YOUR TASK = Quote, word for word, every line starting at the line that contains "the metal railing." and ending with the last line of the records; include both of these lines and no others.

==== RAW DATA ====

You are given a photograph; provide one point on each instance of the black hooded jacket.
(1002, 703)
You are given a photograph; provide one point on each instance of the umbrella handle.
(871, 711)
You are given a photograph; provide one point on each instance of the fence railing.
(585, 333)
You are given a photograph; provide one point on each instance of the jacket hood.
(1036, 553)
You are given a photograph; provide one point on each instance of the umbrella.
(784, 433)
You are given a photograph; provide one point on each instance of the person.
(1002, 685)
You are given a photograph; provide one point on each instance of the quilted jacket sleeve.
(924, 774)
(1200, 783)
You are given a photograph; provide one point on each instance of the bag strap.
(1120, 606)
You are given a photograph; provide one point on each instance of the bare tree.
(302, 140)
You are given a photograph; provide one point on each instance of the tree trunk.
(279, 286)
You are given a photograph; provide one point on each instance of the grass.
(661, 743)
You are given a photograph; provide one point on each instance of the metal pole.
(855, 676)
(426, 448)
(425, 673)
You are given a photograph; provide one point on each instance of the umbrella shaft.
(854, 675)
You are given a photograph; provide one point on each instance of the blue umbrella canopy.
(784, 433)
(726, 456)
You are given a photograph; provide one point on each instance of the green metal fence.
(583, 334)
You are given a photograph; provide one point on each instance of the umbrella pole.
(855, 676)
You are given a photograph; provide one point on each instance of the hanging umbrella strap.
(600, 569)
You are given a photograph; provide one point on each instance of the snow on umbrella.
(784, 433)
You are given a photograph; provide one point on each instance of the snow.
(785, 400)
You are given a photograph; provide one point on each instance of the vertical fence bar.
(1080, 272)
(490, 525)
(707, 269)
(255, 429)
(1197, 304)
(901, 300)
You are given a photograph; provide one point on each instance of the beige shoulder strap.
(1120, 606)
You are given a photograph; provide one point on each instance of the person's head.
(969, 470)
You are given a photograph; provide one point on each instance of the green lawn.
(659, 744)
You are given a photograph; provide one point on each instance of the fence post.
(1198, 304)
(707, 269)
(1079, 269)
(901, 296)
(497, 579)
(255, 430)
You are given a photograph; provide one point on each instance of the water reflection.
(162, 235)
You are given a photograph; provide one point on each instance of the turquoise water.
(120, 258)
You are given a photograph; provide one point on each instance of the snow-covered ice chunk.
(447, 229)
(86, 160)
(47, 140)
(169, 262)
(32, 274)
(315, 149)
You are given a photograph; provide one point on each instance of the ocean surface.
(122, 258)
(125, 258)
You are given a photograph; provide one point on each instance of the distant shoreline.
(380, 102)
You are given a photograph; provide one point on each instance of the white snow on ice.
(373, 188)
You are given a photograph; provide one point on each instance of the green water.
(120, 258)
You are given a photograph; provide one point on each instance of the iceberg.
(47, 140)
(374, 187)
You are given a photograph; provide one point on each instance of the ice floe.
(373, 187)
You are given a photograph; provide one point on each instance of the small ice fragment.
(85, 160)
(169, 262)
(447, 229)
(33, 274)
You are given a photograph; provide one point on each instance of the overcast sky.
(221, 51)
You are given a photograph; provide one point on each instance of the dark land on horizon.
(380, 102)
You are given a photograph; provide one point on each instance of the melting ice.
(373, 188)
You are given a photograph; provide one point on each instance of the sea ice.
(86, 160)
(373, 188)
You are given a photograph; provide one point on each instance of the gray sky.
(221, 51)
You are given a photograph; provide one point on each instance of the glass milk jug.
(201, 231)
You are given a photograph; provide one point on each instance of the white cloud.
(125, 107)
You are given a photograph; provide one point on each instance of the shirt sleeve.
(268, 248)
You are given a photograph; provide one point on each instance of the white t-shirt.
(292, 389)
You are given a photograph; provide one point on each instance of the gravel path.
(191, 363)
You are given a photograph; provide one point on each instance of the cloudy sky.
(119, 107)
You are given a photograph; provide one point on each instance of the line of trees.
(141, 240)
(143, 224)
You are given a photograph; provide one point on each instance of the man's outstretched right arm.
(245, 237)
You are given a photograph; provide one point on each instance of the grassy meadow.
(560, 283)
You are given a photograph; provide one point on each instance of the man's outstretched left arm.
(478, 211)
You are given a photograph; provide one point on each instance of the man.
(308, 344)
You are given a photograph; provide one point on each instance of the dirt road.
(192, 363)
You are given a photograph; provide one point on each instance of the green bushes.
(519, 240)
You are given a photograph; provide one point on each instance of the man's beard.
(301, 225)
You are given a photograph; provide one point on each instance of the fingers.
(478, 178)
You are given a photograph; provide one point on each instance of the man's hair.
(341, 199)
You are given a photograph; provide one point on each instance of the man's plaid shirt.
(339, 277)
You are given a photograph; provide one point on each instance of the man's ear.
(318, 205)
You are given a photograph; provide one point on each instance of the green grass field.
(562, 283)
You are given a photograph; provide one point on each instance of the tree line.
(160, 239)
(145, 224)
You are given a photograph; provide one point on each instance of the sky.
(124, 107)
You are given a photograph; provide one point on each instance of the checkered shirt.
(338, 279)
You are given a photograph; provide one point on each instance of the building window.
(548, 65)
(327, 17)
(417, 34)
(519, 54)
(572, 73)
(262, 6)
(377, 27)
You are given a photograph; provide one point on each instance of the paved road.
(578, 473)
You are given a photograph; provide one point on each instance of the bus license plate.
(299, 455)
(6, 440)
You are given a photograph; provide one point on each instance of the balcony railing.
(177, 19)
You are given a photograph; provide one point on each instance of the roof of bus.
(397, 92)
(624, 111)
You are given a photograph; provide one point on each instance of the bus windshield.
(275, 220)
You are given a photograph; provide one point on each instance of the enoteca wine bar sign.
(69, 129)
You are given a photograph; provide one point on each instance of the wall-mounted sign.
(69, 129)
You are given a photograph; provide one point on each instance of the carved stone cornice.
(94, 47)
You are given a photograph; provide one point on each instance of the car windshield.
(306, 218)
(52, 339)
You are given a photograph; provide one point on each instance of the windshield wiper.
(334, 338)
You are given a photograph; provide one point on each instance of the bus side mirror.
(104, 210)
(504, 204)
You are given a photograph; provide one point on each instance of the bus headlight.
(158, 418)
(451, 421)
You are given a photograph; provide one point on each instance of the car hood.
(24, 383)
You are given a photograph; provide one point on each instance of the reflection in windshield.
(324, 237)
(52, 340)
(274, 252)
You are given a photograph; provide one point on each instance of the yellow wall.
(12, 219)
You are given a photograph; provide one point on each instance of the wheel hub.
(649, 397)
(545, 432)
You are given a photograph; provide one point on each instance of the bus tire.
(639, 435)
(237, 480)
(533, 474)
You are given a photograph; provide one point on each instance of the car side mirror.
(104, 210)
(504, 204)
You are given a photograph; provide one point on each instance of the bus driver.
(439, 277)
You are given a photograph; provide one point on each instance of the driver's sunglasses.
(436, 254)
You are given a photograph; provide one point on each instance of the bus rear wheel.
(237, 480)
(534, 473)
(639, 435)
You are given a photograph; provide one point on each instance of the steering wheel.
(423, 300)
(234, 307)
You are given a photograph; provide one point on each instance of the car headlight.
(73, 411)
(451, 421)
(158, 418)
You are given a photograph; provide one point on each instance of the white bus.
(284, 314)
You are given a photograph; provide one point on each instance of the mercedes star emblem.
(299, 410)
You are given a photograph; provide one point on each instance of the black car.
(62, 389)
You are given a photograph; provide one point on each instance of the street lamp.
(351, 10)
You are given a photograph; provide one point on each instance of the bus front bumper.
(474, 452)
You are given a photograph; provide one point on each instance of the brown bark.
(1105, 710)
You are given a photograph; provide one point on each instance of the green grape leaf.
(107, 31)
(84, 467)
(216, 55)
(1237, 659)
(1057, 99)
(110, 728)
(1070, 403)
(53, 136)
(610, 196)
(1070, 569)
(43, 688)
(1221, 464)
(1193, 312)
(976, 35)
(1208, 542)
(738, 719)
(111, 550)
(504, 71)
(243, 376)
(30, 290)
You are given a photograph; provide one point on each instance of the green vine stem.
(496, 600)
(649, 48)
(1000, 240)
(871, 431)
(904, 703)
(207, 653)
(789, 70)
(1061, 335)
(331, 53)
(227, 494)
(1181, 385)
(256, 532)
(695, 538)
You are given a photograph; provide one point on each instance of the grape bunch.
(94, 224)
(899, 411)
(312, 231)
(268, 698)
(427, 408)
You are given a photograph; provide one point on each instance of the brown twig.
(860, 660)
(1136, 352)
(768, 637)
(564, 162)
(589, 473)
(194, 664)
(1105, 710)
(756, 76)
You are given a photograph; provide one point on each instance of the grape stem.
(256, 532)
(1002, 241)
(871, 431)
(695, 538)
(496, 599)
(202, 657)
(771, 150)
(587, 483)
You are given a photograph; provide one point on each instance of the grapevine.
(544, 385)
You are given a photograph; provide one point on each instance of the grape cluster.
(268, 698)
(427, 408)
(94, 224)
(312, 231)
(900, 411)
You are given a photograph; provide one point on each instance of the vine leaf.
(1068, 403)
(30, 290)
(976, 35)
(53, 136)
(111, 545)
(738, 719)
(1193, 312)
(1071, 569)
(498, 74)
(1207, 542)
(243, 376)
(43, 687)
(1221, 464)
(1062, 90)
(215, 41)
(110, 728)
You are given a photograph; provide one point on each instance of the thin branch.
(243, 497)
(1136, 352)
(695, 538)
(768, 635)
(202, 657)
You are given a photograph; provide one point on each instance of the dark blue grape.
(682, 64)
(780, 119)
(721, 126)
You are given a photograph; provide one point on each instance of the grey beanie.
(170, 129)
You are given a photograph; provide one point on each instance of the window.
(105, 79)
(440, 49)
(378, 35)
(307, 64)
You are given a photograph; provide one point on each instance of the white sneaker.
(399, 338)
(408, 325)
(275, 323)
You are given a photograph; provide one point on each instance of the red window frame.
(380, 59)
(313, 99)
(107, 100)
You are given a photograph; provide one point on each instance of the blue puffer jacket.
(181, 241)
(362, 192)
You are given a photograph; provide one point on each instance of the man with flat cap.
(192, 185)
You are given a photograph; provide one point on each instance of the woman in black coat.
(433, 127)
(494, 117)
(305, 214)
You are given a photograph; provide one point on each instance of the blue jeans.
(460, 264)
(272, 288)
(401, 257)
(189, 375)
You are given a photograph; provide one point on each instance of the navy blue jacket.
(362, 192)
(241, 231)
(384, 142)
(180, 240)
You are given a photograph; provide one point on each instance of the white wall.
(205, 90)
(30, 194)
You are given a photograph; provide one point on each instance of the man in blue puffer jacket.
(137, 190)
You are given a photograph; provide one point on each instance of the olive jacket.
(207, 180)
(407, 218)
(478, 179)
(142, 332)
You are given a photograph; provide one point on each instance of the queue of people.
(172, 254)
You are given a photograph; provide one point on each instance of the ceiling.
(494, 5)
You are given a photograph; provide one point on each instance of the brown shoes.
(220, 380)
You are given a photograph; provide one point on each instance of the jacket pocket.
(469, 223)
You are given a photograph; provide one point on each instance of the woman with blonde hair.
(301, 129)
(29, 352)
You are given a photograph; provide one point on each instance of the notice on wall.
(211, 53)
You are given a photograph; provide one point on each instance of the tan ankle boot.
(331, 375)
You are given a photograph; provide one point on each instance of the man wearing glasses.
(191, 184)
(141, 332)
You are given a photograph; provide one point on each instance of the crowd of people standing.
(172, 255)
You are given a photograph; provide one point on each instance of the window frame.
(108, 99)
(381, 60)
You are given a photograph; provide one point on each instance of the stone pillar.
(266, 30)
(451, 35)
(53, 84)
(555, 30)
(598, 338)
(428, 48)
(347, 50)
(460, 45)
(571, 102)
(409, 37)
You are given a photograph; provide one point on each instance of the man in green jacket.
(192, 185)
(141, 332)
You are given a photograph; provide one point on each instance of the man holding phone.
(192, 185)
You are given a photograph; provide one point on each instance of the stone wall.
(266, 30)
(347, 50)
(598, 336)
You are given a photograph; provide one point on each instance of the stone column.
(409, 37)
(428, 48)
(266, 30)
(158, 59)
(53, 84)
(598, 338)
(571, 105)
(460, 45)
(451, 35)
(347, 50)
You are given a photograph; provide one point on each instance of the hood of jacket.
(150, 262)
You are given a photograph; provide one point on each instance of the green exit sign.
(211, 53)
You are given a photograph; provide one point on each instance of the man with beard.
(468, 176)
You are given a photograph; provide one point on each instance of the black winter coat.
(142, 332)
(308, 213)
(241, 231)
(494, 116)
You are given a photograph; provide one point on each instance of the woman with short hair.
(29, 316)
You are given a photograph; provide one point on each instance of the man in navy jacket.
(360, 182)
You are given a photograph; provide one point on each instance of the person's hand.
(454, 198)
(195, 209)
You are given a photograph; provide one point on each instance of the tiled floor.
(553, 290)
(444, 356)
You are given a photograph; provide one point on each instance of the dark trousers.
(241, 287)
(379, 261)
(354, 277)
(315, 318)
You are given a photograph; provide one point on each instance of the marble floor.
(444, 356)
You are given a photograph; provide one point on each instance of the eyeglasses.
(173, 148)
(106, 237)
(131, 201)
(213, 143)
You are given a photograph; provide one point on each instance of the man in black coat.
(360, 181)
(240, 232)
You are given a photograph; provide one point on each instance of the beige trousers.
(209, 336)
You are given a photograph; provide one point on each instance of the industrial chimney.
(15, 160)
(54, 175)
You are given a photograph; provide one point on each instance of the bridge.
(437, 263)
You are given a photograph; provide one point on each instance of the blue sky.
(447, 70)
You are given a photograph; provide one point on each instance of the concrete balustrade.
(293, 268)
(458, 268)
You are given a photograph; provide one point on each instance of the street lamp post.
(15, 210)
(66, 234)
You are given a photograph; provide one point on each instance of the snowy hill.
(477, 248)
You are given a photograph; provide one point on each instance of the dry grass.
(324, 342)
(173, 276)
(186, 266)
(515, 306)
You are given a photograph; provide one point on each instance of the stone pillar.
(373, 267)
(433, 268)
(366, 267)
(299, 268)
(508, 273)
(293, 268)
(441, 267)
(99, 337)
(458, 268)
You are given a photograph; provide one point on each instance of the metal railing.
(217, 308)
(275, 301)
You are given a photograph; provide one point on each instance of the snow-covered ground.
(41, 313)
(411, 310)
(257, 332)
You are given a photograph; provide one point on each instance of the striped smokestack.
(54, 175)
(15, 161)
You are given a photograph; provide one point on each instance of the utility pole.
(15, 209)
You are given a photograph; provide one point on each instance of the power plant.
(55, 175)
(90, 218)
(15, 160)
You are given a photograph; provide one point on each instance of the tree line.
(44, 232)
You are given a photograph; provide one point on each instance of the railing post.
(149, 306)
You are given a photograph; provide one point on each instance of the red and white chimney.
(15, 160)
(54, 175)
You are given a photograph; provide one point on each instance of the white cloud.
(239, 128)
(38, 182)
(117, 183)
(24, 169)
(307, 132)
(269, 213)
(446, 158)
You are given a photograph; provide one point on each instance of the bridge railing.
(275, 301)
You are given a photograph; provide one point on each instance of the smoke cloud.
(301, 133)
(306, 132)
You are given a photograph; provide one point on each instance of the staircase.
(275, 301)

====

COMPLETE ANSWER =
You are given a photograph; provide one point on each instance of the metal railing.
(217, 308)
(275, 301)
You are given a photograph; provide one point on each instance of the snow-covered ground.
(41, 313)
(411, 310)
(257, 332)
You are given a photograph; provide one point on each instance of the striped smokestack.
(54, 175)
(15, 161)
You are given a photograph; provide one point on each instance of the utility pole.
(15, 209)
You are given a photograph; provide one point on each instance of the power plant.
(55, 175)
(90, 218)
(15, 160)
You are given a photograph; provide one point on each instance of the tree line.
(44, 232)
You are given a photograph; provide one point on each instance of the railing post.
(149, 306)
You are given a photograph; provide one point on each instance of the red and white chimney.
(15, 160)
(54, 175)
You are given a photograph; provide one point on each instance of the white cloud.
(239, 128)
(38, 182)
(117, 183)
(24, 169)
(307, 132)
(269, 213)
(446, 158)
You are given a photograph; provide one point on each instance of the bridge railing.
(275, 301)
You are given a photograph; provide one point on each instance of the smoke cloud.
(301, 133)
(306, 132)
You are given a photograph; provide one point on each instance of the staircase.
(275, 301)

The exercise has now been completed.